Start

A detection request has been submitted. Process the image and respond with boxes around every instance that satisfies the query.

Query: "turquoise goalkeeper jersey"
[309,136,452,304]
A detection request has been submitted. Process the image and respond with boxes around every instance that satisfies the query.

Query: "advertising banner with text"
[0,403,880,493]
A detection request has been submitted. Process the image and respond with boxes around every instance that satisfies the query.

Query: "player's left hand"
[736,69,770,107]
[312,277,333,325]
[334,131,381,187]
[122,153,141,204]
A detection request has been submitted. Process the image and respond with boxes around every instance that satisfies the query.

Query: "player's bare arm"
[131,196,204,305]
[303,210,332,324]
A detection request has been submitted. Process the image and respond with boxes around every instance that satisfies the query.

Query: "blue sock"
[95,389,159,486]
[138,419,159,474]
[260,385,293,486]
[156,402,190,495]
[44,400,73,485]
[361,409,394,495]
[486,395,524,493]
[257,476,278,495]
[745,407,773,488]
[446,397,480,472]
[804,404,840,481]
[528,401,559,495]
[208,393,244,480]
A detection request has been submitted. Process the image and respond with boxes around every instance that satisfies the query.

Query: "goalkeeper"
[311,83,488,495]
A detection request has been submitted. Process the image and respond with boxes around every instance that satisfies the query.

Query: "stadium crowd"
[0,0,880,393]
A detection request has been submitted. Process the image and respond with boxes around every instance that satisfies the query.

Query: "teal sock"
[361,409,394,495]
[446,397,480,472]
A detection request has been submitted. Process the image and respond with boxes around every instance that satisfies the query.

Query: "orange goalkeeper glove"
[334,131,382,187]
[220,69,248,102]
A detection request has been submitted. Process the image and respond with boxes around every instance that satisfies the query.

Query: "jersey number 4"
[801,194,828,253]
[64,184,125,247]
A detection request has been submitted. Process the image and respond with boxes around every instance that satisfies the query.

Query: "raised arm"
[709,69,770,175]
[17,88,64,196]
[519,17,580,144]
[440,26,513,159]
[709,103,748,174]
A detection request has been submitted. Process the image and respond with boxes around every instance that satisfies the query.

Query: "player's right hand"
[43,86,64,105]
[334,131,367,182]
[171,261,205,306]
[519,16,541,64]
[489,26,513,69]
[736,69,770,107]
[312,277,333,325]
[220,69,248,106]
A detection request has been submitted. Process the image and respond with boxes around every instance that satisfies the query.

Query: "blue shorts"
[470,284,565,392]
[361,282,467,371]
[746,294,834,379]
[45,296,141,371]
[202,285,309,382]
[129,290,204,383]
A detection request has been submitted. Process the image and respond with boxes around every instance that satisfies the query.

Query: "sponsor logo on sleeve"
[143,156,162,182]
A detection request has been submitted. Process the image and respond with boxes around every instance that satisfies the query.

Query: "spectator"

End

**PROBLEM**
Please copy all of the data above line for line, without changing anything.

**FULL RESPONSE**
A detection request has been submitted. Process the image and respond with boxes around every instance that satisfies the query.

Query: "turquoise goalkeeper jersey"
[309,136,452,304]
A detection request has been submitted. Process the image and respond with boxes around every instance that satisfies the query.

Query: "advertising banner with text"
[0,403,880,493]
A detection request has been submitted. Process the image and respond with boxes around every instance that satisfies the query.

Query: "player's left hand"
[736,69,770,107]
[312,277,333,325]
[334,131,381,187]
[122,153,141,204]
A detection request has been submitted. Process the image and respond with boxes around every instance that satisfies the query.

Query: "player's bare arm"
[131,196,204,305]
[303,210,332,324]
A detection request has been submitted. Process the image and respond with boxes around every instance that satisfies the query.

Query: "blue sock"
[95,389,159,486]
[138,419,159,474]
[260,385,293,486]
[156,402,190,495]
[44,400,73,485]
[361,409,394,495]
[486,395,524,493]
[257,476,278,495]
[745,407,773,488]
[446,397,480,472]
[804,404,840,481]
[528,401,559,495]
[208,393,244,480]
A detection request has been submitted. Process the image and respond with boxes around every instance that satisfies the query.

Query: "goalkeeper"
[311,83,488,495]
A detection request has been submitted. Process the image and respond with boxes around every instance that satisfies the query.

Query: "stadium crowd"
[0,0,880,393]
A detection request has been submitted. Process the image and respond with boxes around every instance that satisfies the query.

Query: "teal sock"
[361,409,394,495]
[446,397,480,472]
A detection request has been submitted. Process the image and respond with boxes around every instance that satisfies the query.

Query: "orange goalkeeper glove"
[334,131,382,187]
[220,69,248,102]
A detection request has been submitted. Process the image and respond with boxes around every instance that satisfies the query.

Query: "jersey number 4"
[801,194,828,253]
[64,184,125,247]
A detection request has been submitted. Process the image and respond with boxes around every instance that satisfies the query.

Query: "raised arm"
[709,69,770,175]
[17,88,64,196]
[519,17,580,144]
[440,26,513,159]
[709,103,748,174]
A detection request has been submitted. Process the image and respond with boxes around every instance that satisfies the query.

Query: "player's right hand"
[43,86,64,105]
[334,131,367,182]
[171,261,205,306]
[519,16,541,64]
[489,26,513,69]
[736,69,770,107]
[312,277,333,325]
[220,69,248,106]
A detection request has been submitted. Process the image and respond with boxes around every instance that satisfies the query.

Query: "blue shorts"
[470,284,565,392]
[361,282,467,371]
[746,294,834,379]
[45,296,141,371]
[202,285,309,382]
[129,290,204,383]
A detection request has been submitted. Process the image and respond with boxes around every instance that satisfies the query.

Query: "sponsor logo on sleeve"
[143,156,162,182]
A detection request has been submitted. Process the image and respond with boxes around every instance that satisfies the query.

Query: "spectator"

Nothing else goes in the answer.